§ Try it:
Whatever the records below hold, copy it all out exactly.

§ Given information:
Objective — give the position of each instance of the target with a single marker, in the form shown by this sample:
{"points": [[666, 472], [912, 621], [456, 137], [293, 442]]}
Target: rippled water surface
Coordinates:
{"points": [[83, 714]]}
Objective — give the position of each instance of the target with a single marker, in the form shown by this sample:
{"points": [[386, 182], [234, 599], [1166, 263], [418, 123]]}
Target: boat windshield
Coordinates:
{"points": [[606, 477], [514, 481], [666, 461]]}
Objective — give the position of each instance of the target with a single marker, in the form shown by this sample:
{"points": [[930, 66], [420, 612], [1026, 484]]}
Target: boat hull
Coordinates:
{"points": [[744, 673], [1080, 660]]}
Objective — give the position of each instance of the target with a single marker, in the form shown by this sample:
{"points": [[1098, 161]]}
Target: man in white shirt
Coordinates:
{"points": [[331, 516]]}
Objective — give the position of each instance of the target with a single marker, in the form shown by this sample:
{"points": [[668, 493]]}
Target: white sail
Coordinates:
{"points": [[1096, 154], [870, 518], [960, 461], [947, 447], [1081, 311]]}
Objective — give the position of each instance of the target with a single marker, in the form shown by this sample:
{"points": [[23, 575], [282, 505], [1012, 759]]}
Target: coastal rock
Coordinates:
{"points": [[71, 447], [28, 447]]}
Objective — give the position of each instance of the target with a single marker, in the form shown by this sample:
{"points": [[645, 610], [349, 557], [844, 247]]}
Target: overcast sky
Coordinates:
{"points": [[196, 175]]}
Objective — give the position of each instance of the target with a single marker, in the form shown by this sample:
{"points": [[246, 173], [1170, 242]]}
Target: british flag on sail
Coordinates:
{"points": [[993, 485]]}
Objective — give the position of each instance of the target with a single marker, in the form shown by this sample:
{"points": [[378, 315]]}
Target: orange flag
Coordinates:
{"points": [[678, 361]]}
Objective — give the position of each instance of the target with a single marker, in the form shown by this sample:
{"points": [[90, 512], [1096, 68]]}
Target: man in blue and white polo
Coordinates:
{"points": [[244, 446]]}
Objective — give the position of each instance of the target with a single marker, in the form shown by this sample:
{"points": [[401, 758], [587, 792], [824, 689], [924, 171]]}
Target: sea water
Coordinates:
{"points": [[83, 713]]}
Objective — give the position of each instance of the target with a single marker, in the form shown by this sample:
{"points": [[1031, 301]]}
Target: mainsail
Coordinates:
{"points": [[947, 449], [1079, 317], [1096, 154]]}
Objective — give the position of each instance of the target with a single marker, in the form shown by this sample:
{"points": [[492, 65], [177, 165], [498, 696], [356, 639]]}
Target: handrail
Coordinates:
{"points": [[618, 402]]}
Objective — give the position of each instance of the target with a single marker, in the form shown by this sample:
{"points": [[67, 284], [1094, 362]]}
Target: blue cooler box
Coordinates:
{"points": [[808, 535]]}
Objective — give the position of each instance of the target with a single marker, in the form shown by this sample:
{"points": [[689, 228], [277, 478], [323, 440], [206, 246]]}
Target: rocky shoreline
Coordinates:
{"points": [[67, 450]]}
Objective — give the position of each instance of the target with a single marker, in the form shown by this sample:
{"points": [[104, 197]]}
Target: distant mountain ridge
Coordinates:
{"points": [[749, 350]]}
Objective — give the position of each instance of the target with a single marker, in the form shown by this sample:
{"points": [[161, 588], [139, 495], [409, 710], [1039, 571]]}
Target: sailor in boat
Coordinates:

§ Solved problem:
Objective — give the position of each instance of the target with a single marker, in the form shown by this sample:
{"points": [[666, 472], [912, 621], [456, 137], [293, 442]]}
Target: rippled water surface
Coordinates:
{"points": [[83, 714]]}
Objective — give the position of each instance of the target with a single marker, in the form shown by this sample:
{"points": [[386, 182], [234, 599], [1166, 263], [418, 123]]}
Target: boat windshield
Coordinates:
{"points": [[606, 477], [514, 481], [666, 461]]}
Objective — give the position of each instance of the target with a single marker, in the form shown by this sample:
{"points": [[930, 66], [420, 612], [1026, 484]]}
Target: boat hull
Coordinates:
{"points": [[744, 673], [1080, 660]]}
Objective — give the position of each instance of the target with a single marker, in the form shown by this sample:
{"points": [[1098, 161]]}
Target: man in white shirt
Coordinates:
{"points": [[331, 516]]}
Objective — give the position of each instance of the target with a single marker, in the form shown by this sample:
{"points": [[668, 493]]}
Target: white sail
Coordinates:
{"points": [[1096, 154], [870, 518], [960, 461], [947, 447], [1081, 311]]}
Objective — give the position of each instance of the target with a single marker, in the form shown by this sample:
{"points": [[23, 575], [282, 505], [1012, 759]]}
Target: coastal rock
Coordinates:
{"points": [[71, 447], [28, 447]]}
Objective — give the position of each instance of the target with a single marker, in the form shown by this sample:
{"points": [[645, 610], [349, 557], [844, 247]]}
Target: overcast sky
Coordinates:
{"points": [[196, 175]]}
Objective — give the position of each instance of the target with a single marker, in the form shown by this sample:
{"points": [[246, 173], [1170, 242]]}
Target: british flag on sail
Coordinates:
{"points": [[993, 485]]}
Objective — give the position of each instance of the target with a single marker, in the form shown by this sample:
{"points": [[378, 315]]}
Target: orange flag
Coordinates:
{"points": [[678, 361]]}
Objective — give the position of each instance of the target with a single marker, in the form shown by this sample:
{"points": [[90, 512], [1096, 68]]}
Target: man in blue and white polo
Coordinates:
{"points": [[244, 446]]}
Objective — give the position of each instance of the target with a single marker, in the form shown by this sample:
{"points": [[401, 758], [587, 792], [824, 689], [924, 171]]}
Target: sea water
Coordinates:
{"points": [[83, 713]]}
Objective — give the position of each instance of the target with a single marker, in the form shown by this sample:
{"points": [[1031, 301]]}
Target: mainsail
Coordinates:
{"points": [[947, 449], [1079, 317], [1096, 154]]}
Objective — give the position of each instance of the target with a single marker, in the form shown by this sample:
{"points": [[492, 65], [177, 165], [498, 696], [356, 639]]}
Target: handrail
Coordinates:
{"points": [[618, 402]]}
Objective — give the position of each instance of the target with a single marker, in the form shown by this sample:
{"points": [[67, 284], [1094, 362]]}
Target: blue cooler box
Coordinates:
{"points": [[808, 535]]}
Objective — give the position of each instance of the target with a single marker, in the form shown by this sample:
{"points": [[689, 228], [277, 478], [323, 440], [206, 246]]}
Target: rocky shoreline
Coordinates:
{"points": [[67, 450]]}
Objective — give the position of each instance of the target with a single marker, in the form shown by this sample:
{"points": [[104, 197]]}
Target: distant mountain ridge
Coordinates:
{"points": [[749, 350]]}
Objective — give the position of each instance of the target with a single marker, in the form shown by this sample:
{"points": [[161, 588], [139, 495], [409, 710], [1039, 571]]}
Target: sailor in boat
Coordinates:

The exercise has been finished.